### Dataset excerpts on object pointing

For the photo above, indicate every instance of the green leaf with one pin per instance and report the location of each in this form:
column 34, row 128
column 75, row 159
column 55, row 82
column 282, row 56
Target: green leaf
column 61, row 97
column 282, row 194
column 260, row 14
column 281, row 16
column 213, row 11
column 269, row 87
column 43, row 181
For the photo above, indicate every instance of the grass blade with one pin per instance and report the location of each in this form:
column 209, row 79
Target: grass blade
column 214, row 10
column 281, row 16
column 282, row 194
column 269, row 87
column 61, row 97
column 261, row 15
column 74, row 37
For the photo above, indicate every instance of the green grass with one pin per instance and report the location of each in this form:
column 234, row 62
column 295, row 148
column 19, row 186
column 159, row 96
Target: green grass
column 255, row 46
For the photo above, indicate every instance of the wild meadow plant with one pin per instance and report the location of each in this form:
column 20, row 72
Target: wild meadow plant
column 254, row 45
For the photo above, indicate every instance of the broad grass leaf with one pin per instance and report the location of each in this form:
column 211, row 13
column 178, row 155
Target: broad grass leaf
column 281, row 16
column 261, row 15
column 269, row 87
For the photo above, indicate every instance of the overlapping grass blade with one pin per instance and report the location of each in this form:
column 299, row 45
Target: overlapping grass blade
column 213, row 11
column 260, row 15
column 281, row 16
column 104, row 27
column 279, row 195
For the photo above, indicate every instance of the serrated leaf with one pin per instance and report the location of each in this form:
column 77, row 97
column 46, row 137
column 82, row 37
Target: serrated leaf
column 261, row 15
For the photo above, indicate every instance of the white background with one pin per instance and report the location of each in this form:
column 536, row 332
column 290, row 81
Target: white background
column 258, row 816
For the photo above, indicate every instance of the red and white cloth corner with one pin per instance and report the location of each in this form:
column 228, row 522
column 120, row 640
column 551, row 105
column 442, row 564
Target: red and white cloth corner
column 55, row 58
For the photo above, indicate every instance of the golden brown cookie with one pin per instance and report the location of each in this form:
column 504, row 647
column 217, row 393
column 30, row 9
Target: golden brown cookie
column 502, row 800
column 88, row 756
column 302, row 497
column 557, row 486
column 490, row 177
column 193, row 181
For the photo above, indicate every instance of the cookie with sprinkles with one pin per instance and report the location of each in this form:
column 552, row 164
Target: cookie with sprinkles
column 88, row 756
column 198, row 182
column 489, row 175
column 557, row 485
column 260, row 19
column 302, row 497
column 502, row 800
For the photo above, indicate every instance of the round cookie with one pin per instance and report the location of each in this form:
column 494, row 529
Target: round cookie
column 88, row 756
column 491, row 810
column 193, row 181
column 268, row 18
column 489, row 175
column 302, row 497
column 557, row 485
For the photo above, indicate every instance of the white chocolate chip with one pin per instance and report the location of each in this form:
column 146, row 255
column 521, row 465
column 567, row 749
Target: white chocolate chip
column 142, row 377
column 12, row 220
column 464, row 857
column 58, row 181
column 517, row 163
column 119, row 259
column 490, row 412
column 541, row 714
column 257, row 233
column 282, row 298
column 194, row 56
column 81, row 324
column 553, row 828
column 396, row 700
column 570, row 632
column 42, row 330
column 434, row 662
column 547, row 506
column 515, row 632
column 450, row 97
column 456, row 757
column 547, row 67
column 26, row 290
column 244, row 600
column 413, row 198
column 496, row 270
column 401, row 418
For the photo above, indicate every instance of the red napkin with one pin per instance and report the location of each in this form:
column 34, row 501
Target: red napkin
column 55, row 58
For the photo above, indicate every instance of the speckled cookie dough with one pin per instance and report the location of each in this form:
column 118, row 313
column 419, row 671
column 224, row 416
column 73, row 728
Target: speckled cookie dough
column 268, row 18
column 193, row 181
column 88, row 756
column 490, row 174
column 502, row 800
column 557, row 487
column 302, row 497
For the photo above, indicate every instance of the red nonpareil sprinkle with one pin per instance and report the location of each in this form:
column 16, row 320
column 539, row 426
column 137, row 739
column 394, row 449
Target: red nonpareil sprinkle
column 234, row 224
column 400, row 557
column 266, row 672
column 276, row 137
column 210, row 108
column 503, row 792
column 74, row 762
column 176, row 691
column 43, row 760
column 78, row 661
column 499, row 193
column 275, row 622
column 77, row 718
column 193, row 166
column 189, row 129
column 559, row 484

### Task brief
Copy every one of the entries above word for word, changing nothing.

### Final result
For the photo above, indicate every instance of the green leaf with one pin per instance and report the location of each in this form:
column 34, row 128
column 75, row 159
column 55, row 82
column 282, row 56
Target: green leaf
column 61, row 97
column 282, row 194
column 260, row 14
column 281, row 16
column 213, row 11
column 269, row 87
column 43, row 181
For the photo above, indicate every instance of the grass blade with one pin per instance and report the location of each in this form:
column 209, row 79
Target: grass blade
column 214, row 10
column 281, row 16
column 282, row 194
column 269, row 87
column 61, row 97
column 261, row 15
column 74, row 37
For the photo above, indicate every instance of the green grass with one pin per instance and report the location of each in this form:
column 234, row 62
column 295, row 148
column 19, row 186
column 159, row 96
Target: green grass
column 255, row 46
For the photo above, indicate every instance of the wild meadow plant with one pin per instance and report the location of each in this form:
column 20, row 72
Target: wild meadow plant
column 254, row 45
For the photo above, indicate every instance of the broad grass leaf with one pin per instance and report the location of each in this form:
column 211, row 13
column 178, row 155
Target: broad grass leaf
column 281, row 16
column 261, row 15
column 269, row 87
For the photo above, indicate every instance of the overlapping grass blade with one pin per instance and report the location of each in this form:
column 299, row 45
Target: overlapping grass blade
column 213, row 11
column 260, row 15
column 281, row 16
column 104, row 27
column 279, row 195
For the photo above, indicate every instance of the serrated leaf with one pin per instance and report the location of each in this form:
column 77, row 97
column 46, row 137
column 82, row 37
Target: serrated leaf
column 261, row 15
For the photo above, indicate every instance of the white background with one pin per instance and report the location of each in this form:
column 536, row 332
column 290, row 81
Target: white background
column 258, row 816
For the photo above, indicate every instance of the red and white cloth corner with one pin per instance and report the location of each in this form:
column 228, row 522
column 120, row 640
column 551, row 105
column 442, row 564
Target: red and white cloth corner
column 55, row 58
For the photo above, indicate every instance of the golden brown cookie with one pin per instance and report the location of each in this form:
column 504, row 647
column 217, row 393
column 30, row 9
Target: golden brown cookie
column 502, row 800
column 88, row 756
column 302, row 497
column 557, row 486
column 490, row 177
column 193, row 181
For the photo above, indicate every instance of the cookie with sprinkles with one pin per instance and report the location of each in this form:
column 552, row 164
Target: cookie with sprinkles
column 88, row 756
column 198, row 182
column 489, row 175
column 557, row 485
column 260, row 19
column 302, row 497
column 502, row 800
For the photo above, indicate every instance of the round cookie with one pin per instance and report the location of each in this form:
column 494, row 529
Target: round cookie
column 88, row 756
column 491, row 810
column 193, row 181
column 268, row 18
column 489, row 175
column 302, row 497
column 557, row 485
For the photo above, indicate every instance of the white chocolate chip with one pin per instance and report the location of each in this form:
column 146, row 255
column 521, row 465
column 567, row 749
Target: white chocolate chip
column 142, row 377
column 12, row 220
column 464, row 857
column 58, row 181
column 517, row 163
column 119, row 259
column 490, row 412
column 541, row 714
column 257, row 233
column 282, row 298
column 194, row 56
column 81, row 324
column 553, row 828
column 396, row 700
column 570, row 632
column 42, row 330
column 434, row 662
column 547, row 506
column 515, row 632
column 450, row 97
column 456, row 757
column 547, row 67
column 26, row 290
column 244, row 600
column 413, row 198
column 496, row 270
column 401, row 418
For the photo above, indicate every instance of the red napkin with one pin per instance and report the location of each in this form:
column 34, row 501
Target: red napkin
column 55, row 58
For the photo above, indicate every instance of the speckled cookie dough with one pin per instance and report the location of each in this form:
column 118, row 313
column 419, row 671
column 224, row 416
column 73, row 728
Target: speckled cookie dough
column 268, row 18
column 193, row 181
column 88, row 756
column 490, row 174
column 502, row 800
column 557, row 487
column 302, row 497
For the photo above, indicate every instance of the red nonpareil sprinkle with one pin per instance and report the location of each in this form:
column 16, row 320
column 539, row 426
column 137, row 739
column 394, row 449
Target: red nonpareil sprinkle
column 234, row 224
column 400, row 557
column 266, row 672
column 276, row 137
column 210, row 108
column 503, row 792
column 74, row 762
column 176, row 691
column 43, row 760
column 78, row 661
column 499, row 193
column 275, row 622
column 77, row 718
column 193, row 166
column 189, row 129
column 559, row 484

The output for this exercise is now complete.